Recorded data
** start **

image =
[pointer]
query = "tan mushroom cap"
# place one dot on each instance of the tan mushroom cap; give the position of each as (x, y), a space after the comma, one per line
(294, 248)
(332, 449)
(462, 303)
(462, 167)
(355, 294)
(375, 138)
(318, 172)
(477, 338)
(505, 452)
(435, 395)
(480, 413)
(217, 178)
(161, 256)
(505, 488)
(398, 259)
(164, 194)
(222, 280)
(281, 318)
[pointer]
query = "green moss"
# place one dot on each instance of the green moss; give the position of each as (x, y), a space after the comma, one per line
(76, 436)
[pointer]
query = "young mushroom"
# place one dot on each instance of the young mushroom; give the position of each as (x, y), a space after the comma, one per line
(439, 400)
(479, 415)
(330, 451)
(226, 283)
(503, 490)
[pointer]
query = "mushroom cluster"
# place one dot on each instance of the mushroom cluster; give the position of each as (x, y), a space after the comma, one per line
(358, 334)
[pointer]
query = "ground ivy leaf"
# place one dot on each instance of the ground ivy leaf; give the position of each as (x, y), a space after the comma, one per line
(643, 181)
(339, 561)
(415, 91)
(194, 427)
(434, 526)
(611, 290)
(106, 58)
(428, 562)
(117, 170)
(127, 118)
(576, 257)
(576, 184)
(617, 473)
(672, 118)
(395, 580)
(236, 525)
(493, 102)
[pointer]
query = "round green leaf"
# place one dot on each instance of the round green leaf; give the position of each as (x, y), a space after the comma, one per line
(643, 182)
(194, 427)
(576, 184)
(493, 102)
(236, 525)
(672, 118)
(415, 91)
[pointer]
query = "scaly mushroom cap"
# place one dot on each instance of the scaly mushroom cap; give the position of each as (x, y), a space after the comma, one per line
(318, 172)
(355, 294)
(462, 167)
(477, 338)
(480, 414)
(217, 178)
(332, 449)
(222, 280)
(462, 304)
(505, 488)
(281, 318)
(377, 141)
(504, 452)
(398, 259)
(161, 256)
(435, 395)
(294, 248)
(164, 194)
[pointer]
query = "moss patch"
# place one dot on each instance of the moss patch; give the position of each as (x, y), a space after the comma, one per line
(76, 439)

** end **

- Exercise task -
Pull out each line of the rows above that contains the string "patch", treating uppercase and lowercase as different.

- Expected answer -
query = "moss patch"
# place one dot on each instance of the moss patch; give the position of each as (x, y), a space after the comma, one per line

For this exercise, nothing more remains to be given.